* START Records supplied *

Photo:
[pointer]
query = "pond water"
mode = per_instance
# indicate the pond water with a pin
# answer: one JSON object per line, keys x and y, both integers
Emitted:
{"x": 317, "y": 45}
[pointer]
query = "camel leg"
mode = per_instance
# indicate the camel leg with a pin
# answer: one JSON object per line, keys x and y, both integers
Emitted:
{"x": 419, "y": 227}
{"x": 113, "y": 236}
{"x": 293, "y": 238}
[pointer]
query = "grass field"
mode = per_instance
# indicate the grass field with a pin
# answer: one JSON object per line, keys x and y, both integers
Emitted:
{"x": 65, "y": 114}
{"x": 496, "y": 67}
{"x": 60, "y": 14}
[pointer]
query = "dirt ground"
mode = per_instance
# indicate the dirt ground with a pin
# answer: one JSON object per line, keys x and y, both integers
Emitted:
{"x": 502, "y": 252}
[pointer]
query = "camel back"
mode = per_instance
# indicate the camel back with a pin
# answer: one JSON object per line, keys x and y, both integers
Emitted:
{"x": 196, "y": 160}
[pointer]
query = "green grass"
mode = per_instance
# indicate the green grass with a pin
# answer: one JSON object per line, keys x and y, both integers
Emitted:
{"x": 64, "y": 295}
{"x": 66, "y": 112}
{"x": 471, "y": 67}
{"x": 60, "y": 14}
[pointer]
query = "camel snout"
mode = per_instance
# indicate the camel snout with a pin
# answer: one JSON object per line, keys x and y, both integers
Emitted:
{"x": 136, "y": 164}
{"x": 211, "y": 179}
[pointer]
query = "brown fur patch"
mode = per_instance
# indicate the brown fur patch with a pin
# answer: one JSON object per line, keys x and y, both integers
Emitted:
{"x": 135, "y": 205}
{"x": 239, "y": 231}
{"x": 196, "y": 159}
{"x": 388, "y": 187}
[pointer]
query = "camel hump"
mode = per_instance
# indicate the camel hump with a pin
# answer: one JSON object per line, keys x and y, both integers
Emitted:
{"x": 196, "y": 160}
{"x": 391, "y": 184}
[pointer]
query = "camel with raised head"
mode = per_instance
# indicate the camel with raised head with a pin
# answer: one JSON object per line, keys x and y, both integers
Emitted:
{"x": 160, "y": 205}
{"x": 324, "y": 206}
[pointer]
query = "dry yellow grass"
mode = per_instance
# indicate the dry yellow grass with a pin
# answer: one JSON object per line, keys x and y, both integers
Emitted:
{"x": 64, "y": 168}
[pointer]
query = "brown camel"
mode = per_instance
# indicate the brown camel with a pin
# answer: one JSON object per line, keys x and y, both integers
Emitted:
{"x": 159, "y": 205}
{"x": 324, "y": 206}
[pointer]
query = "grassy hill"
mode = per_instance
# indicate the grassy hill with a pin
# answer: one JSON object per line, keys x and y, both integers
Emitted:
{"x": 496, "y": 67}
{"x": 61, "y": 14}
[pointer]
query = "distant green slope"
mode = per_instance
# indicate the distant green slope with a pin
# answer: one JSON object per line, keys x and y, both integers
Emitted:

* END Records supplied *

Copy out all the entries shown above, character for character.

Photo:
[pointer]
query = "pond water"
mode = per_instance
# indicate the pond water with a pin
# answer: one JSON object per line, keys x and y, both integers
Emitted:
{"x": 317, "y": 45}
[pointer]
query = "camel leg"
mode = per_instance
# indicate the camel leg with a pin
# answer: one JSON object per line, keys x and y, both integers
Emitted:
{"x": 419, "y": 227}
{"x": 113, "y": 236}
{"x": 293, "y": 238}
[pointer]
query = "grass field"
mode = per_instance
# indicate the grass field with a pin
# answer: one JSON object per line, keys x and y, both integers
Emitted:
{"x": 65, "y": 114}
{"x": 496, "y": 67}
{"x": 60, "y": 14}
[pointer]
query = "dirt ground"
mode = per_instance
# indicate the dirt ground with a pin
# answer: one JSON object per line, keys x and y, both integers
Emitted:
{"x": 502, "y": 252}
[pointer]
query = "camel back"
mode = per_instance
# indicate the camel back with a pin
# answer: one JSON object per line, keys x and y, both integers
Emitted:
{"x": 196, "y": 160}
[pointer]
query = "green grass"
mode = per_instance
# indicate the green grass with a pin
# answer: one JSON object per line, keys x and y, both integers
Emitted:
{"x": 64, "y": 295}
{"x": 66, "y": 112}
{"x": 471, "y": 67}
{"x": 60, "y": 14}
[pointer]
query = "camel snout"
mode = per_instance
# indicate the camel snout with a pin
# answer: one JSON object per line, keys x and y, both integers
Emitted:
{"x": 136, "y": 164}
{"x": 211, "y": 179}
[pointer]
query = "brown fur patch"
mode = per_instance
# indicate the brown fur patch with a pin
# answer: one JSON object per line, keys x and y, both integers
Emitted:
{"x": 135, "y": 205}
{"x": 239, "y": 231}
{"x": 196, "y": 159}
{"x": 388, "y": 187}
[pointer]
query = "camel hump"
mode = per_instance
# indicate the camel hump with a pin
# answer: one JSON object per line, keys x and y, both integers
Emitted:
{"x": 196, "y": 160}
{"x": 391, "y": 184}
[pointer]
query = "camel with raised head"
mode = per_instance
# indicate the camel with raised head with a pin
# answer: one JSON object per line, keys x and y, both integers
Emitted:
{"x": 160, "y": 205}
{"x": 324, "y": 206}
[pointer]
query = "dry yellow grass"
mode = per_instance
# indicate the dry yellow grass with a pin
# answer: one JSON object per line, keys x and y, both integers
Emitted:
{"x": 64, "y": 168}
[pointer]
query = "brown camel"
mode = per_instance
# indicate the brown camel with a pin
# answer: one JSON object per line, keys x and y, both integers
Emitted:
{"x": 159, "y": 205}
{"x": 324, "y": 206}
[pointer]
query = "grassy hill"
mode = per_instance
# indicate the grassy hill with a pin
# answer: one JSON object per line, keys x and y, both integers
Emitted:
{"x": 496, "y": 67}
{"x": 61, "y": 14}
[pointer]
query = "distant green slope"
mode = per_instance
# indicate the distant green slope with a pin
# answer: one JSON object per line, keys x and y, both integers
Emitted:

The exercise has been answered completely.